= EXERCISE =
Using the data below, return the stretch from the line that contains "Each instance receives one keypoint. Mark the asphalt" through the line that contains "Each instance receives one keypoint. Mark the tree", both included, exactly as it stands and nothing beyond it.

= RECORDS TO USE =
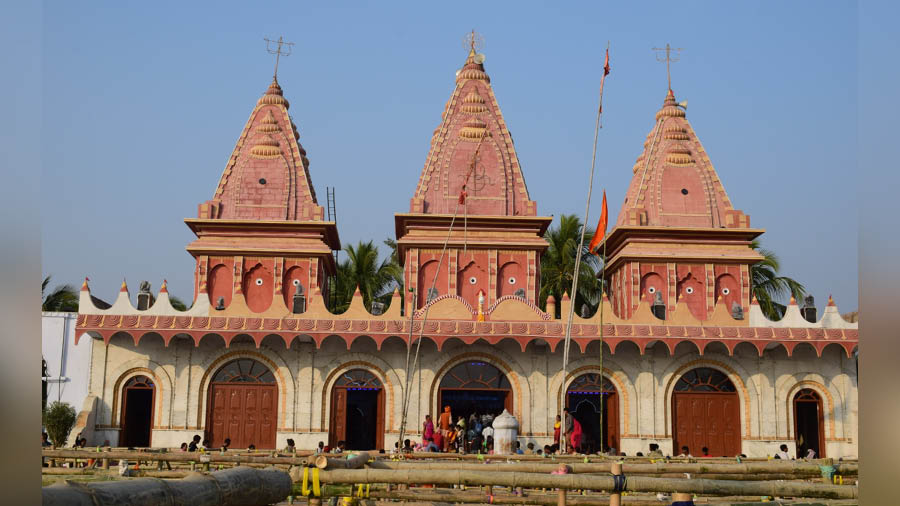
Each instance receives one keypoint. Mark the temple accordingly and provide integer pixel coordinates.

---

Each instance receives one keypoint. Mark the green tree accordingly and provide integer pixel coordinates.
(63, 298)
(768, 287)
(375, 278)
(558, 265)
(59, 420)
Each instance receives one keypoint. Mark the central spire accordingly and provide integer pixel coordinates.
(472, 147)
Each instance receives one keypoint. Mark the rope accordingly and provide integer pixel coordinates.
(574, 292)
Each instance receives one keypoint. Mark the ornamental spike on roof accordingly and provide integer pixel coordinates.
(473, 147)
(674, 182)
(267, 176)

* * *

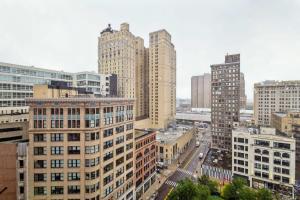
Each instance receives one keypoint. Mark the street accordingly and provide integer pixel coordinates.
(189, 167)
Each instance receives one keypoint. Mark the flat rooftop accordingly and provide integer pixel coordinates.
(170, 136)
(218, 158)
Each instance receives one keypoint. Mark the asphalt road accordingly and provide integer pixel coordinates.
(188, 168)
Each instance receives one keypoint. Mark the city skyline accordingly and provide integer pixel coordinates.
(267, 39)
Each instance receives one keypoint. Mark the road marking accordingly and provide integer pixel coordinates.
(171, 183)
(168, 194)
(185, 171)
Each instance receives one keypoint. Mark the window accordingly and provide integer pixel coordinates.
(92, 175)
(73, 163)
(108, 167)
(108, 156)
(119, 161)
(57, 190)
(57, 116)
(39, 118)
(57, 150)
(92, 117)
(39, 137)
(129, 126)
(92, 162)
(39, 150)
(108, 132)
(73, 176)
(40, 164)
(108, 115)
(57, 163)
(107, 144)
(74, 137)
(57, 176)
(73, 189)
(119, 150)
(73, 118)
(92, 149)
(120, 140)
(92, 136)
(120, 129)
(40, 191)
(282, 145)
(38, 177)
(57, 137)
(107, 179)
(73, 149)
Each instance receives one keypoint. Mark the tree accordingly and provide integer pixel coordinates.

= REPLY TO THE EXERCISE =
Each instance receives one keypoint. Mark the asphalt road accordingly and provide integer pixel coordinates.
(188, 168)
Each instance receives one keypoint. Mark the city skyline accordingly and provide integer pixel coordinates.
(267, 39)
Each instance receives one keypoint. Mark the road marking accordingly and provide integer pixel coordinates.
(171, 183)
(168, 194)
(185, 171)
Each instance receives one keypoint. Mark the window accordingly and provide integer pixel coordinates.
(92, 175)
(73, 163)
(108, 167)
(108, 156)
(119, 161)
(57, 190)
(57, 116)
(39, 118)
(57, 150)
(92, 117)
(39, 137)
(129, 126)
(92, 162)
(39, 150)
(108, 132)
(73, 176)
(40, 164)
(108, 115)
(57, 163)
(107, 144)
(74, 137)
(57, 176)
(73, 189)
(119, 150)
(73, 118)
(92, 149)
(120, 140)
(92, 136)
(120, 129)
(40, 191)
(282, 145)
(38, 177)
(57, 137)
(107, 179)
(73, 149)
Each instance receives one keypoint. Mark the tree accordingly and provide integer pixel coordinates.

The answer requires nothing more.